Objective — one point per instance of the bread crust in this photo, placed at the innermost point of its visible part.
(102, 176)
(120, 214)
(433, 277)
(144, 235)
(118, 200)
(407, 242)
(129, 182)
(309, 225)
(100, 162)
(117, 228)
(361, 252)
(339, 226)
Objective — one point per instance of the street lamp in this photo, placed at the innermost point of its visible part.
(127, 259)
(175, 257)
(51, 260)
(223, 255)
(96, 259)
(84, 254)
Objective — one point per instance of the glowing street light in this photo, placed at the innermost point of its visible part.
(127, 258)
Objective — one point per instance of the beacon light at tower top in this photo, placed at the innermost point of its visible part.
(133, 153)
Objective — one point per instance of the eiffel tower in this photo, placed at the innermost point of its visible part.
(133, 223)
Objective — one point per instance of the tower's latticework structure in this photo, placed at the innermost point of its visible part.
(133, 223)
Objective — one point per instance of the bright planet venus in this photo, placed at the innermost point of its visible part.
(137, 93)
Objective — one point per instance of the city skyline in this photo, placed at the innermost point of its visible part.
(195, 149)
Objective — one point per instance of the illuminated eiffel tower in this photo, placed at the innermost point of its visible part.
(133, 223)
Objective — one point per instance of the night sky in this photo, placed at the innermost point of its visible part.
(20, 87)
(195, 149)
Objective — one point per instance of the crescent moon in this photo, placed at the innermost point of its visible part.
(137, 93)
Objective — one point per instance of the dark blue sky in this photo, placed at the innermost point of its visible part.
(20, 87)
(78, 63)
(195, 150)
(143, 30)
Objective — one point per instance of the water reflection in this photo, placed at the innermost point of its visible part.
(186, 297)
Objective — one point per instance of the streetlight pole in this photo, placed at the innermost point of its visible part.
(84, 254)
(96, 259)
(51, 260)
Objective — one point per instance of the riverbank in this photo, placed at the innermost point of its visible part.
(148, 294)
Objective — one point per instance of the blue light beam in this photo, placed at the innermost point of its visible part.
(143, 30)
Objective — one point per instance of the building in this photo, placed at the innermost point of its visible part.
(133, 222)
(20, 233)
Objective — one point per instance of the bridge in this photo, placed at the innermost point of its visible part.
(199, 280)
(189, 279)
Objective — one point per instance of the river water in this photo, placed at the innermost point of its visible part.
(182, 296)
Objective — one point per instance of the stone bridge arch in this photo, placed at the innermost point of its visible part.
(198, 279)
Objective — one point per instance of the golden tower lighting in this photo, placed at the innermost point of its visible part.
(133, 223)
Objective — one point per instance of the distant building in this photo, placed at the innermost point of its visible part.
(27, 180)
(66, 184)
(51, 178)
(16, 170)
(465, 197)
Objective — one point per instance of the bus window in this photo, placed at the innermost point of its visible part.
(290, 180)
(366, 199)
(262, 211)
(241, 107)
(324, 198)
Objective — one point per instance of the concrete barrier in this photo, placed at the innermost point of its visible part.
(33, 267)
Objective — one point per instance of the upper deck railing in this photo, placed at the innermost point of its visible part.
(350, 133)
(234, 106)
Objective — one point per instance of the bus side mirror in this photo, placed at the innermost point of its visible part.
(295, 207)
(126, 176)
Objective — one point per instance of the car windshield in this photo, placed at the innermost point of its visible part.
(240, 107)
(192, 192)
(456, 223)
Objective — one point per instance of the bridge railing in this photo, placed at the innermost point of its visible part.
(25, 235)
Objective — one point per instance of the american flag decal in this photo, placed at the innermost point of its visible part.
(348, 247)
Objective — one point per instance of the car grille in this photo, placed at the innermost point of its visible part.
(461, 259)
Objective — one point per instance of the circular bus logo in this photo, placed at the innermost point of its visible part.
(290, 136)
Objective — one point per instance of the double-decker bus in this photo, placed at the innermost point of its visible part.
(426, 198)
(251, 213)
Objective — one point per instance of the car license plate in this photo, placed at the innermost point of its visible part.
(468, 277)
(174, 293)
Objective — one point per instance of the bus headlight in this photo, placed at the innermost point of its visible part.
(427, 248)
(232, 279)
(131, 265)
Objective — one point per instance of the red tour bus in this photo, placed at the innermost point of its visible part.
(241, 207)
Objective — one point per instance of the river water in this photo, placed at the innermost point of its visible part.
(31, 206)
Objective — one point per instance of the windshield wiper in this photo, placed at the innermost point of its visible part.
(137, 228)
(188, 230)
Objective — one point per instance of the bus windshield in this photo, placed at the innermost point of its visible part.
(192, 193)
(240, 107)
____________________
WRITTEN EXERCISE
Could you copy out, word for word, the rows from the one containing "Objective — one point per instance of the windshield" through the last row, including both of those rows?

OUTPUT FOR THIS TASK
Objective — one point per instance of the windshield wiper in this photo, placed at the innermost point of its visible part.
(137, 228)
(188, 230)
Objective — one point per instance of the bus windshield in this photo, placed at the innermost point of its visible part.
(192, 193)
(240, 107)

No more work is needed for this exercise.